(Materials provided)

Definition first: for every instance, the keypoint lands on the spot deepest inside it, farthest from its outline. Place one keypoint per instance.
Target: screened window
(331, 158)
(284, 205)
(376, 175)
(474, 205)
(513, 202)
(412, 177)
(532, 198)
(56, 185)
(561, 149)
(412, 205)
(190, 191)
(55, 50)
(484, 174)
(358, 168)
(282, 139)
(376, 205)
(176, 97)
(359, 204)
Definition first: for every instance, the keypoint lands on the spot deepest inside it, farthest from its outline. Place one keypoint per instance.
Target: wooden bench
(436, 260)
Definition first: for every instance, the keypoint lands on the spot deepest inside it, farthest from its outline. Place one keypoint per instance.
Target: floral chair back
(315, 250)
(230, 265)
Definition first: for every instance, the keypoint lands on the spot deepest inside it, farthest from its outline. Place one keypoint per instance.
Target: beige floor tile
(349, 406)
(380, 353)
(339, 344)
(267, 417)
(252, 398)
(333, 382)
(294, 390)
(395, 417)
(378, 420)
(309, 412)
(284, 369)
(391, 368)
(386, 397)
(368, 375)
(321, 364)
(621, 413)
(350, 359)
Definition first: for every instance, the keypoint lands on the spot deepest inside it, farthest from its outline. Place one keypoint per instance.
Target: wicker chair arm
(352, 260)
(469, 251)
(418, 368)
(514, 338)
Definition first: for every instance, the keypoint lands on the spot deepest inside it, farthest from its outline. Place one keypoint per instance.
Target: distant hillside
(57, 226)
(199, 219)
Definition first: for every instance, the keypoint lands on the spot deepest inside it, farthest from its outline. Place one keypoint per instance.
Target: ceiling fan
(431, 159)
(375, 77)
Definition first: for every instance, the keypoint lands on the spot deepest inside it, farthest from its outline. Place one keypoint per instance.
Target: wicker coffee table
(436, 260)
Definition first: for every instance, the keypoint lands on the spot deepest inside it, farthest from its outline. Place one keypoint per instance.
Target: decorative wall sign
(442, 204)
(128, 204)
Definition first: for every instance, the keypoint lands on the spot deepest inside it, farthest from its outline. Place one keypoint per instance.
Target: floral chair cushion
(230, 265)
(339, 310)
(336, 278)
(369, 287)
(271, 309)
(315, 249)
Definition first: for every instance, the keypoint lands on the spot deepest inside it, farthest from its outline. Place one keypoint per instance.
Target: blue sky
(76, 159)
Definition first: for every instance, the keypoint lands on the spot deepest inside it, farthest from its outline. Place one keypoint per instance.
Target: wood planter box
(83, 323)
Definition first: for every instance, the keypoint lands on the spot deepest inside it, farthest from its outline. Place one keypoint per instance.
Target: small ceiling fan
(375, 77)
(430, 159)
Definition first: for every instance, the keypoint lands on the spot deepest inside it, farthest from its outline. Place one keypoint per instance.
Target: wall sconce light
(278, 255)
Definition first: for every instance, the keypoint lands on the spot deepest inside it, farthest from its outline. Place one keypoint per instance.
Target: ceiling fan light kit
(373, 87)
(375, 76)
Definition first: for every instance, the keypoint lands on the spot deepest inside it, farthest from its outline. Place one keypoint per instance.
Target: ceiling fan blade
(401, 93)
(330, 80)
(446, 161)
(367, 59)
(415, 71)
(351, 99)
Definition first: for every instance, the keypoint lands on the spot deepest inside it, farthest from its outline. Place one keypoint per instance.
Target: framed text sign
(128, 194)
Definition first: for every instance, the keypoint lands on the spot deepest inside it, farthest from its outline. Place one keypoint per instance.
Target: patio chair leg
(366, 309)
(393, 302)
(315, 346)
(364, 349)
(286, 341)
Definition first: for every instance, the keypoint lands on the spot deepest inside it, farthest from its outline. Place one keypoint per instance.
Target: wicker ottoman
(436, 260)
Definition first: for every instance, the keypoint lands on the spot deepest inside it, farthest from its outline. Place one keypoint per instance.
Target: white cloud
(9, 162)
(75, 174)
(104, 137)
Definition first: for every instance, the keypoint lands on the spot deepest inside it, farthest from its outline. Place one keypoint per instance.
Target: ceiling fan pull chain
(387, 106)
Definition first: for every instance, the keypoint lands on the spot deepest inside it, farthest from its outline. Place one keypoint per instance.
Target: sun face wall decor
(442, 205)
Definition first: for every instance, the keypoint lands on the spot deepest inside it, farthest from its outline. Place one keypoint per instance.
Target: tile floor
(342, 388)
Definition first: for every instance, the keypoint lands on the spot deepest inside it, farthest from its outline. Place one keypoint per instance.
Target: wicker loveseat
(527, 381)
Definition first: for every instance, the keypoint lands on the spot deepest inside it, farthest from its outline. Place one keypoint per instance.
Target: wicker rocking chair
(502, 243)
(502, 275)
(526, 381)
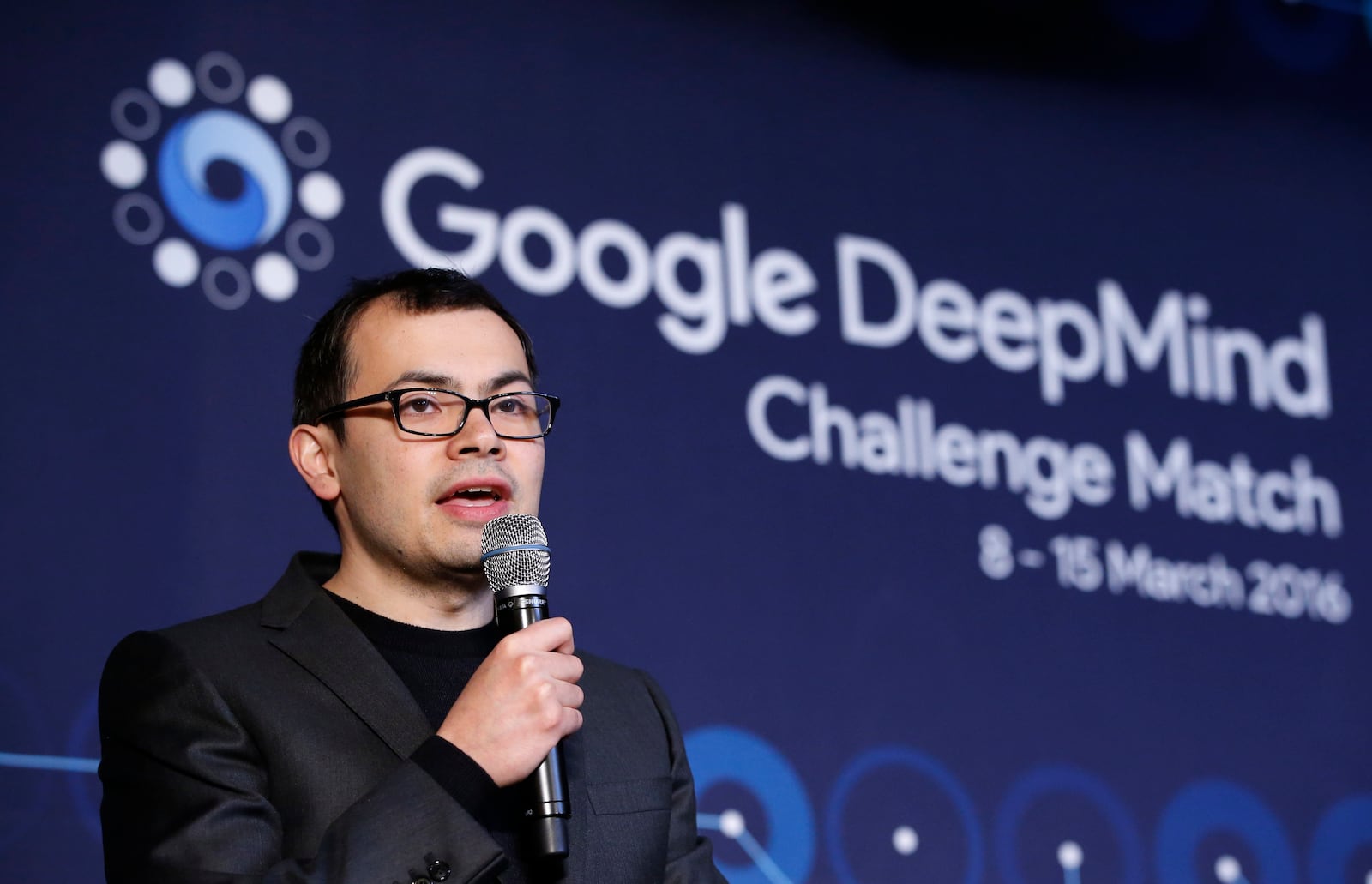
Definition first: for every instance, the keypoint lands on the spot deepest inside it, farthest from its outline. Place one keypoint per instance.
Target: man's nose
(478, 436)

(End Materials provided)

→ **Description of the task**
Output, exactly, all the records above; include no pictures.

→ **Task response**
Definition first: for every instance, the keypoint lands on the spot deepest inside it, farthest from its outline. Place one keypoint per instance.
Target: screened window
(331, 158)
(284, 205)
(376, 175)
(474, 205)
(513, 202)
(412, 177)
(532, 198)
(56, 185)
(561, 149)
(412, 205)
(190, 191)
(55, 50)
(484, 174)
(358, 168)
(282, 139)
(376, 205)
(176, 97)
(359, 204)
Definition first: for every instance, the keypoint lands on the spot deepest inside it, farthest from its outline. Place one keypoint per instance.
Target: wooden bench
(436, 260)
Definition first: for every instance, the keypoint lands on the spot deepest inside it, farthest from its outline. Place one keypoint per instance.
Target: floral chair back
(315, 250)
(230, 265)
Definition first: for every instance, the keypoint lands on the spot deepest inside it, farthest from its outline. Place one keypoint per instance.
Target: beige floor tile
(349, 406)
(380, 353)
(339, 344)
(267, 417)
(252, 398)
(333, 382)
(294, 390)
(395, 417)
(378, 420)
(309, 412)
(284, 369)
(391, 368)
(386, 397)
(368, 375)
(321, 364)
(621, 413)
(350, 359)
Definition first: for every instance, the keypoint lands on the spot deepest inside it, farthest from its outline. Place one keypoint per instance.
Target: wicker chair arm
(352, 260)
(469, 251)
(418, 368)
(514, 338)
Definition first: for every instance, the keypoint lands on the spot deepest inside it, farthest from its outline. Place one keypoint per instance.
Target: distant hillside
(57, 226)
(199, 219)
Definition first: for every instance, the keypoint lands on the spot deepest inside it, farthest from its outline. Place one keypoint per instance.
Target: ceiling fan
(431, 159)
(375, 77)
Definition first: for every instance, the keypoint lands on the spot deepest inside it, farthest from its outline. Place one keypoint per instance.
Target: wicker coffee table
(436, 260)
Definition first: for every instance, the keypoint lands on the spot deepest inside it, farthest from its outline. Place one keypoint per instance.
Target: decorative wall sign
(442, 204)
(128, 204)
Definition first: for every instance, the keypoint lands on the spot deepest inside it, farthest from its outline. Place one keypoint per instance.
Target: floral chair cushion
(230, 265)
(339, 310)
(336, 278)
(369, 287)
(271, 309)
(315, 249)
Definition first: for every instance, the keypoint lands on the spot deepest inside it, farthest from its outline. Place one keypoint per instance.
Target: blue sky
(76, 159)
Definition first: for every instance, the keypoint lands on the spot deepest inside it, farthest from its outline. Place one keypoint per instance.
Target: wood planter box
(83, 323)
Definition first: for every instance, the keypoint lands on the spot deepest inside it, farthest from its outline. Place one keypoint per instance.
Target: small ceiling fan
(375, 77)
(430, 159)
Definition first: for every instance, the keypoint lands on the spot deepest inside it, farthest from its outline. Place one keypoint per instance.
Target: wall sconce light
(278, 255)
Definition first: for every instance, the keypoint lands on the spot deepest inside it, farthest from its outline. Place one keypoint per instance.
Target: ceiling fan light kit
(373, 87)
(375, 76)
Definition first: for every instance, the keypoint lands on the spot deepest inside it, farthest from its outline. Place one keypoint per instance.
Target: ceiling fan blade
(401, 93)
(330, 80)
(446, 161)
(367, 59)
(415, 71)
(351, 99)
Definition first: for every instance, the keypoint lands on the spot deepest inside it, farthest from its outline. Place one keypoint per instance.
Target: framed text sign
(128, 194)
Definition first: for every instance, the keypoint lands on the spot deepest inside it, farthest from its outline. Place one keypoint per instance.
Target: patio chair leg
(366, 309)
(393, 302)
(315, 346)
(364, 349)
(286, 341)
Definition first: for every instance, the keypoint lands on the spot deepest inside it, farthest from its outline. Place one keypoint per instance.
Target: wicker ottoman
(436, 260)
Definition first: for every instance, the keypoint lands on the spot deepest inside it, farthest from its outline. Place one keypoint per instance.
Target: white cloud
(9, 162)
(75, 174)
(104, 137)
Definition first: for every instance, the keypoint lands on the spot deepest inside it, farthest from its outline. Place one keypoint per instance.
Target: ceiling fan pull chain
(387, 106)
Definition first: for every instance, the keypoint lands on the spot deepest inside it, farthest from its outline. Place one keypoint per instance.
Target: sun face wall decor
(442, 205)
Definition first: for every instance, the keypoint lands on the spot deepest inside it, farthest from its outline. Place one keypoint per instance.
Target: tile floor
(342, 388)
Definition first: for every instance, the keypoint lands on the spot deepest inside it, farthest from its outline. Place one keypoint per instance.
Target: wicker loveseat
(527, 381)
Definition first: for every instance, the keypoint lands on the spot deepest inside it, farthest from its outline. Place one keypoint per instance.
Target: wicker rocking chair
(502, 243)
(502, 275)
(526, 381)
Definition first: for every instance, the keypoint lands on the spot deepest inside it, farthest from its outline. Place one keypoint per instance.
Target: man's nose
(478, 436)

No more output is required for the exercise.